En 2023, le professeur du Département des sciences du bois et de la forêt et son collègue Daniel Fortin, du Département de biologie, ont publié les résultats d'une enquête qui indiquait que plus de 80% de la population québécoise était en faveur du rétablissement du caribou et que les pertes d'emplois en foresterie étaient acceptables si elles étaient associées à des mesures de conservation efficaces.

La survie du caribou forestier exige de vastes forêts boréales faiblement perturbées. Ces milieux sont également convoités par l'industrie forestière, un secteur d'activité dont environ 150 municipalités du Québec dépendent pour leur survie.
— John Nagy
«Les résultats suggéraient que ces positions étaient moins populaires en région, souligne le professeur Cimon-Morin. Nous avons voulu savoir si c'était vraiment le cas.» Pour ce faire, l'équipe du professeur a mené une deuxième enquête, en février 2024, auprès de 1398 répondants vivant en région. Du nombre, 665 personnes provenaient de régions où l'on trouve du caribou (groupe région caribou) et 127 personnes avaient un lien direct, ou un membre de leur famille avait un lien direct, avec le secteur forestier (groupe foresterie).
Première surprise, 72% de l'ensemble des personnes sondées considèrent que le rétablissement du caribou est important, et ce pourcentage est pratiquement aussi élevé dans le groupe foresterie (71%) et le groupe caribou (68%). Moins de 5% des personnes sondées jugent que la conservation du caribou n'est pas une question importante.
«Ces résultats dénotent que l'appui en faveur de la conservation et de la biodiversité est également présent en région au Québec. La controverse entourant le caribou n'est pas une simple divergence de vues entre les gens des villes et les gens des régions», analyse le chercheur.
Autre résultat intéressant, 72% des personnes sondées jugent que la réduction des perturbations causées par les activités industrielles est une mesure d'aménagement acceptable pour protéger le caribou. Par contre, mettre des caribous en enclos, réduire les populations d'orignaux (leur présence attire les loups) ou réduire les populations de loups (un prédateur opportuniste du caribou) reçoit l'appui d'à peine 32%, 25% et 45% des personnes sondées.

> Données fournies:
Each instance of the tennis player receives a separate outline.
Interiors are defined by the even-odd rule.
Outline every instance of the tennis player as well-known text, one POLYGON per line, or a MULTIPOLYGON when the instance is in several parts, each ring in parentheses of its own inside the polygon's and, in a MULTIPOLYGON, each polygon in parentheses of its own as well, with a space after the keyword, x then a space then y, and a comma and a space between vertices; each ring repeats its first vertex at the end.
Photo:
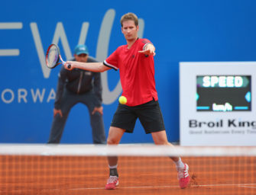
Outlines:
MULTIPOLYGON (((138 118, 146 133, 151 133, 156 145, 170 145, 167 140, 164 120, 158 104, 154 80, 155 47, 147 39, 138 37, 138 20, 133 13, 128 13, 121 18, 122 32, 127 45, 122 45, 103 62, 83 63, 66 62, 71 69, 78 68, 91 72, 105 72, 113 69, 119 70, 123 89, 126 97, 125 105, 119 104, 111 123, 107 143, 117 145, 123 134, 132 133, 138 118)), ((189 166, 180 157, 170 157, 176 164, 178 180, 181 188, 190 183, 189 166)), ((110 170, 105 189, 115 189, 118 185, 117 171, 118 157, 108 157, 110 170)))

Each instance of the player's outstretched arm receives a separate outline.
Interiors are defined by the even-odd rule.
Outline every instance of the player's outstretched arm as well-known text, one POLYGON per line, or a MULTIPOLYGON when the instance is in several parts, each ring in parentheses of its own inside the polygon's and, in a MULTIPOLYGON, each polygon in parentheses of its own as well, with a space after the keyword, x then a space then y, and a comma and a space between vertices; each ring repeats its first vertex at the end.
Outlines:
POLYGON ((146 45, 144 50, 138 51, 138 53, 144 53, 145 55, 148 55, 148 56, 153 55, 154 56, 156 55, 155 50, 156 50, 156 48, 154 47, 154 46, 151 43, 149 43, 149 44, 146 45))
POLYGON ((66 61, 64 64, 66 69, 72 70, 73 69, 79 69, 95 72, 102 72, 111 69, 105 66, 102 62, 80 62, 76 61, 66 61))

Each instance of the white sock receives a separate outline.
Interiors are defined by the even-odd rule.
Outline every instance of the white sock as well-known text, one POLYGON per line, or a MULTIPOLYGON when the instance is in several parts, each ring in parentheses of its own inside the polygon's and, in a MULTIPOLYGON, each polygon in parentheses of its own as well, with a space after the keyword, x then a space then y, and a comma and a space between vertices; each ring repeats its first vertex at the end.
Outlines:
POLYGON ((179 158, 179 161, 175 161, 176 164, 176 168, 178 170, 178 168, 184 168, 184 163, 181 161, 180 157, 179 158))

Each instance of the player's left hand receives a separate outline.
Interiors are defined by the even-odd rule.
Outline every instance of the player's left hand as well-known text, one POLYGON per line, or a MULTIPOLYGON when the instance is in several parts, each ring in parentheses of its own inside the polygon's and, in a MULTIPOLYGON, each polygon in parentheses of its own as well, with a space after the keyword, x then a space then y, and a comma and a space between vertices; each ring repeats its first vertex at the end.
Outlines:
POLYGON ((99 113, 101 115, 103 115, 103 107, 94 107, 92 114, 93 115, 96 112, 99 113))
--
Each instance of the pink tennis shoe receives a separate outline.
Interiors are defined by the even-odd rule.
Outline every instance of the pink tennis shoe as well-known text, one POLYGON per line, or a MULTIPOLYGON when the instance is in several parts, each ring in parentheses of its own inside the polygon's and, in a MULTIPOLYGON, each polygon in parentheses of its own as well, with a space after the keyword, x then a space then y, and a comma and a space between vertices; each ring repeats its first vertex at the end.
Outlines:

> Consigne: Poursuivez le texte sur le sondage consacré au rétablissement du caribou forestier, en reprenant après sa dernière phrase.

> Réponse rédigée:
Sans surprise, une majorité de personnes du groupe foresterie estime que le rétablissement du caribou ne doit pas se faire au détriment des emplois et de l'activité économique en foresterie. «À peine 28% de tous les répondants jugent qu'il est acceptable que la protection du caribou cause des pertes d'emploi», souligne le chercheur.
Stratégie Caribou 2.0
«Il y a un soutien élevé en faveur de la conservation du caribou en région, mais les gens sont inquiets, résume le professeur Cimon-Morin. Ils ne veulent pas perdre leur gagne-pain, ce qui est bien normal. C'est la raison pour laquelle une stratégie “Caribou 2.0” devrait être assortie d'un plan pour pallier les pertes d'emplois et de retombées économiques causées par les mesures de protection.»
Selon le professeur, il est temps de changer la trame narrative du débat. «Pour sortir du conflit d'opinions entre forestiers et biologistes, le message ne doit plus être centré sur les causes du déclin du caribou. Il faut expliquer aux gens comment on va s'y prendre pour diversifier l'économie, limiter les pertes d'emplois et éviter une baisse de l'activité économique dans les régions qui seront touchées par des réductions de coupes forestières. Avec un bon plan, le gouvernement pourrait aller chercher une partie des indécis, qui forment environ 20% des répondants, et des opposants aux mesures de conservation, et atteindre des niveaux d'acceptabilité sociale encore plus élevés.»